WORK REQUIRED. Please copy out every line of the material below, changing nothing.

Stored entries
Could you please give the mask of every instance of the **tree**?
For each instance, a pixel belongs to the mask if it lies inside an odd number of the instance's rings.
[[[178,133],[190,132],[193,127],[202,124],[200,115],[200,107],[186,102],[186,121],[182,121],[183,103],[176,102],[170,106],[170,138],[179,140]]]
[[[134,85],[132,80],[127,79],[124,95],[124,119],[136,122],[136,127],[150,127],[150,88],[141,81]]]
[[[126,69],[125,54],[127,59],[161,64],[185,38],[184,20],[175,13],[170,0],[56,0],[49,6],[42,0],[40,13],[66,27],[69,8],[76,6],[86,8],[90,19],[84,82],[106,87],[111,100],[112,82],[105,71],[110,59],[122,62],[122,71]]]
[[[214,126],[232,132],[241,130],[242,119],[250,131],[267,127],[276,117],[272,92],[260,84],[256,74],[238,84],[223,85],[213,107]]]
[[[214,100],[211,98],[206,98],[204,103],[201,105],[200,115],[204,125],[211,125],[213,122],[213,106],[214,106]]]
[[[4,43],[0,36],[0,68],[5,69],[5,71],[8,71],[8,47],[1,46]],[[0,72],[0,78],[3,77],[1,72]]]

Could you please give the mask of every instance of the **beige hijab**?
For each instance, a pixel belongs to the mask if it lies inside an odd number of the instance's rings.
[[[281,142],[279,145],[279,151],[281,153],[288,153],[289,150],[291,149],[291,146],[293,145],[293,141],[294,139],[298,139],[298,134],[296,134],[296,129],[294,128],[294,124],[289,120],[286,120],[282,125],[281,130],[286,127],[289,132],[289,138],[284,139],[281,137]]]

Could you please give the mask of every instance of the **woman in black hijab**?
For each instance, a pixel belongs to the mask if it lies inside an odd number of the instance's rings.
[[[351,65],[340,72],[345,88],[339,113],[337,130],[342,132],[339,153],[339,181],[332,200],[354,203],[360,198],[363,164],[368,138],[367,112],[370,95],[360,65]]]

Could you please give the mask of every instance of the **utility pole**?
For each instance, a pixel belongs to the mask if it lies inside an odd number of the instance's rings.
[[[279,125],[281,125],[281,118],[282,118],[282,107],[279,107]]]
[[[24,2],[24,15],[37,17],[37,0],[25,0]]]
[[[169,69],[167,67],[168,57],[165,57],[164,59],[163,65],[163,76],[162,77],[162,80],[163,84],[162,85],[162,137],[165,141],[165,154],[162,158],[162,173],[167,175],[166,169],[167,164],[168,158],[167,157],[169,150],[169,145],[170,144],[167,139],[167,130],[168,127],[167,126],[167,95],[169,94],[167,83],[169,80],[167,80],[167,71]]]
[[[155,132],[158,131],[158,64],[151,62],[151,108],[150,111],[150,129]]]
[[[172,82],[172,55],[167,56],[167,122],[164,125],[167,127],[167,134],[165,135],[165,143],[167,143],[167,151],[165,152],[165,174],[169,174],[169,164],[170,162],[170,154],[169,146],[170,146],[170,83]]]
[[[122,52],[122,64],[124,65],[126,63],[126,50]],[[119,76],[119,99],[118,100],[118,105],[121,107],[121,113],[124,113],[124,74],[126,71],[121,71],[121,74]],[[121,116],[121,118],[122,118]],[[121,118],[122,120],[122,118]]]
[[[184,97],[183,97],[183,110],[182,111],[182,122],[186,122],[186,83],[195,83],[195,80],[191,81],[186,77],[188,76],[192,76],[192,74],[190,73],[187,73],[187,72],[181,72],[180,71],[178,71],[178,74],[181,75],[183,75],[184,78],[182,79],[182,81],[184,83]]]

SOLUTION TO THIS TASK.
Could you please give the mask of every instance of the **tree**?
For each instance, a pixel belongs to the mask if it lies inside an odd number of the instance's rings.
[[[178,133],[190,132],[193,127],[202,124],[200,115],[200,107],[186,102],[186,121],[182,121],[183,103],[176,102],[170,106],[170,138],[179,140]]]
[[[134,85],[132,80],[127,79],[124,95],[124,119],[136,122],[136,127],[150,127],[150,88],[141,81]]]
[[[126,69],[125,54],[127,59],[161,64],[185,38],[184,20],[175,13],[170,0],[56,0],[49,6],[42,0],[40,13],[66,27],[69,8],[76,6],[86,8],[90,19],[84,82],[106,87],[111,100],[112,82],[105,71],[110,59],[122,62],[122,71]]]
[[[214,126],[232,132],[241,130],[242,119],[250,131],[267,127],[276,117],[272,92],[260,84],[256,74],[238,84],[223,85],[213,107]]]
[[[214,100],[211,98],[206,98],[204,103],[201,105],[200,115],[204,125],[211,125],[213,122],[213,106],[214,106]]]
[[[4,43],[0,36],[0,68],[5,69],[5,71],[8,71],[8,47],[1,46]],[[0,72],[0,78],[3,77],[1,72]]]

Could you please give the mask of every instance of the **beige hijab**?
For each instance, a pixel belongs to the mask if it lies inside an odd number of the instance's rings.
[[[281,142],[279,145],[279,151],[281,153],[288,153],[289,150],[291,149],[291,146],[293,145],[293,141],[294,139],[298,139],[298,134],[296,134],[296,129],[294,128],[294,124],[289,120],[286,120],[282,125],[281,130],[286,127],[289,132],[289,138],[284,139],[281,137]]]

Could you please give the mask of every instance of the **woman in black hijab**?
For each instance, a pixel belongs to the mask if it lies inside an odd number of the instance's rings.
[[[351,65],[340,72],[345,88],[339,113],[337,130],[342,132],[339,153],[339,181],[332,200],[354,203],[360,198],[363,164],[368,138],[367,112],[370,95],[360,65]]]

Could you please give the mask of every instance of the **utility pole**?
For each instance, a pixel belongs to the mask if it lies inside an odd number of the instance's rings.
[[[279,125],[281,125],[281,118],[282,118],[282,107],[279,107]]]
[[[24,2],[24,15],[37,17],[37,0],[25,0]]]
[[[169,69],[167,67],[168,57],[165,57],[164,59],[163,65],[163,76],[162,77],[162,80],[163,84],[162,85],[162,137],[165,141],[165,154],[162,158],[162,173],[167,175],[166,169],[167,164],[168,158],[167,157],[169,150],[169,145],[170,144],[167,139],[167,130],[168,127],[167,126],[167,95],[169,94],[167,83],[169,80],[167,80],[167,71]]]
[[[155,132],[158,131],[158,64],[151,62],[151,108],[150,111],[150,129]]]
[[[172,82],[172,55],[167,56],[167,122],[164,125],[167,127],[167,134],[165,135],[165,143],[167,143],[167,151],[165,152],[165,174],[169,174],[169,164],[170,162],[170,154],[169,146],[170,146],[170,83]]]
[[[122,52],[122,64],[124,65],[126,63],[126,50]],[[119,76],[119,99],[118,100],[118,105],[121,107],[121,113],[124,113],[124,74],[126,71],[121,71],[121,74]],[[121,116],[121,118],[122,118]],[[121,118],[122,120],[122,118]]]
[[[184,97],[183,97],[183,110],[182,111],[182,122],[186,122],[186,83],[195,83],[195,80],[191,81],[186,77],[188,76],[192,76],[192,74],[190,73],[187,73],[187,72],[181,72],[180,71],[178,71],[178,74],[181,75],[183,75],[184,78],[182,79],[182,81],[184,83]]]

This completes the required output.